§ TEXT SECTION
Legislators also took an important step to helping women and families afford basic necessities by eliminating the sales tax on diapers and feminine hygiene products, passing the Pregnant Workers Fairness Act to require businesses to provide reasonable accommodations for pregnant and postpartum workers and extending the sunset date on the Earned Income Tax Credit (EITC).
Unfortunately, legislators also missed an historic opportunity to truly repair Louisiana’s broken tax structure. The tax swap package that passed in the final hours of the session starts with an excellent premise: eliminating the federal income tax deduction that ties Louisiana’s tax code to the federal government. Legislators could have used the revenue gained by eliminating this deduction to make new investments, or to reduce racial disparities in our tax system by reducing the state sales tax. Instead, they used the revenue to cut income-tax rates for individuals and corporations. A “trigger” amendment makes this worse by calling for automatic tax cuts – at the expense of other priorities – if Louisiana’s economy performs better than expected.
The federal relief dollars that are helping Louisiana avoid budget cuts will soon be gone, and the Legislature will once again struggle to pay for basic services. The Legislature could have taken important steps to avoid this fiscal cliff, but chose not to do so this session. Instead, they made their jobs more difficult by cutting taxes and diverting dollars from the state general fund to pay for road construction projects.

§ GIVEN RECORDS
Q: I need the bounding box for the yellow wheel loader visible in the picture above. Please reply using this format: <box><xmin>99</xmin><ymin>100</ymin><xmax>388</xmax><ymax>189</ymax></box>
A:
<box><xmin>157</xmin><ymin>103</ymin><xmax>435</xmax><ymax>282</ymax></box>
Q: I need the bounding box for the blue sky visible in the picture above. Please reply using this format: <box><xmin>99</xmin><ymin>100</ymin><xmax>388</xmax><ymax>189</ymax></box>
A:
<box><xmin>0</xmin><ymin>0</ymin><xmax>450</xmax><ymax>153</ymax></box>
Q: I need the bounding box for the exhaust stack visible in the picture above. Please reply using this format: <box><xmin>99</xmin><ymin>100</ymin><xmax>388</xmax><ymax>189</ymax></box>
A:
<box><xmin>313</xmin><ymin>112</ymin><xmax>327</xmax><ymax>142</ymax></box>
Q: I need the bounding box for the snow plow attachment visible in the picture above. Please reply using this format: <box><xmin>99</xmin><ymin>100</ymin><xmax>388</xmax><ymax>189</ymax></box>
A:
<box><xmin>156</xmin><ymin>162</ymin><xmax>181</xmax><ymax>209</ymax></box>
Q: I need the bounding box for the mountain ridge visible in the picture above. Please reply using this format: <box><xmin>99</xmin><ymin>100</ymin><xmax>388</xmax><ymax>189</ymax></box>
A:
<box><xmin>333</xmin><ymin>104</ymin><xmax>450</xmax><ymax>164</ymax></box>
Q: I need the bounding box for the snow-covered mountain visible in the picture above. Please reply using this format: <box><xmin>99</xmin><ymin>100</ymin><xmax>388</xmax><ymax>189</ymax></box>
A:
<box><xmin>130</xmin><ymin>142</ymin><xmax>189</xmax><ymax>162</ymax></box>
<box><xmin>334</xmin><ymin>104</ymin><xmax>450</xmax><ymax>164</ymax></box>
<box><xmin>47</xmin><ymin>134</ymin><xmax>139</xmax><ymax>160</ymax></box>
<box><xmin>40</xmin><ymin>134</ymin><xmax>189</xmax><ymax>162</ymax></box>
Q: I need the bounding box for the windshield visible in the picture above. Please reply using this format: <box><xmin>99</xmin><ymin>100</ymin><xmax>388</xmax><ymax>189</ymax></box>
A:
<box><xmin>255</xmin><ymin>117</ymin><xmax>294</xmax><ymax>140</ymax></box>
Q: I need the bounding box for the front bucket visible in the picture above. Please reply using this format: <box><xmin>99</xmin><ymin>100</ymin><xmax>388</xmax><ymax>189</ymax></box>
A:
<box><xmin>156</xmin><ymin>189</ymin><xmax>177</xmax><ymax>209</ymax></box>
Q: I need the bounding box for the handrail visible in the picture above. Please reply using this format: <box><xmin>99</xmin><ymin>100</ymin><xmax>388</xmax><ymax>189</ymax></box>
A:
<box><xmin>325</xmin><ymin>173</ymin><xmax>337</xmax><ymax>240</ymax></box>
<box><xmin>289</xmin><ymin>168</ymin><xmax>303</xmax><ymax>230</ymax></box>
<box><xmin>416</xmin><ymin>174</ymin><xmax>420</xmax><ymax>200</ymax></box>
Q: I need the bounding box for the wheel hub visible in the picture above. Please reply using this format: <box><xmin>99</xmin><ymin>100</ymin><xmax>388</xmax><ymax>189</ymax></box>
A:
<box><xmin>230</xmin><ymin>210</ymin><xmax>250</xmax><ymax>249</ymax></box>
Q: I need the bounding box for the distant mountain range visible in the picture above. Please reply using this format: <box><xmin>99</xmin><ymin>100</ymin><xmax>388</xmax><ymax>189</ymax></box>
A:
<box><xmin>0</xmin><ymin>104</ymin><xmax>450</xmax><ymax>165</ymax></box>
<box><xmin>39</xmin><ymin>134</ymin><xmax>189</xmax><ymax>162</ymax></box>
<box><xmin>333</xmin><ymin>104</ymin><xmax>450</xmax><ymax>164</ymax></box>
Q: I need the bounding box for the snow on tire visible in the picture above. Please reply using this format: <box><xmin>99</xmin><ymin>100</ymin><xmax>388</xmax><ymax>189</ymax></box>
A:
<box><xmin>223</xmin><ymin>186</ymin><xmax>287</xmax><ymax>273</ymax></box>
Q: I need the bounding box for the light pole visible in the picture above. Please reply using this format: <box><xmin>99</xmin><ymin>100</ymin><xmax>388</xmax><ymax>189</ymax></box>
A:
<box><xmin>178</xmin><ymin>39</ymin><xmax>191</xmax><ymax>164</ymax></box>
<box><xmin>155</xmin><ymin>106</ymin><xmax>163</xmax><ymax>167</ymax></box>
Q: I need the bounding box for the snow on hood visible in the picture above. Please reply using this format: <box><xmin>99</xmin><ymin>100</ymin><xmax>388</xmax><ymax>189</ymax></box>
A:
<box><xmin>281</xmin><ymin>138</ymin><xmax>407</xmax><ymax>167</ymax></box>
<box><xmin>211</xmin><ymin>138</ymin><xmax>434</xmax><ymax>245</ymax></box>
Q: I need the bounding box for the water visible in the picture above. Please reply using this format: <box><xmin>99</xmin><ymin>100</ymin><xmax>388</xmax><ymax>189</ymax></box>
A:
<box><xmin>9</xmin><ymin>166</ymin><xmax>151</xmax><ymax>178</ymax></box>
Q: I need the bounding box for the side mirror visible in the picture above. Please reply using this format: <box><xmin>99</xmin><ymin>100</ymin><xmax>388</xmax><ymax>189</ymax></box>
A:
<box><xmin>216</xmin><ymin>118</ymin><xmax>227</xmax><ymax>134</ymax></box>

§ REQUIRED ACTIONS
(1) In the text on Louisiana's legislative session, what did legislators use the revenue from eliminating the federal income tax deduction to do?
(2) From the text on Louisiana's legislative session, give back the passage between "Legislators also took" and "Tax Credit (EITC).", inclusive.

§ TASK SOLUTIONS
(1) They used it to cut income-tax rates for individuals and corporations.

(2)
Legislators also took an important step to helping women and families afford basic necessities by eliminating the sales tax on diapers and feminine hygiene products, passing the Pregnant Workers Fairness Act to require businesses to provide reasonable accommodations for pregnant and postpartum workers and extending the sunset date on the Earned Income Tax Credit (EITC).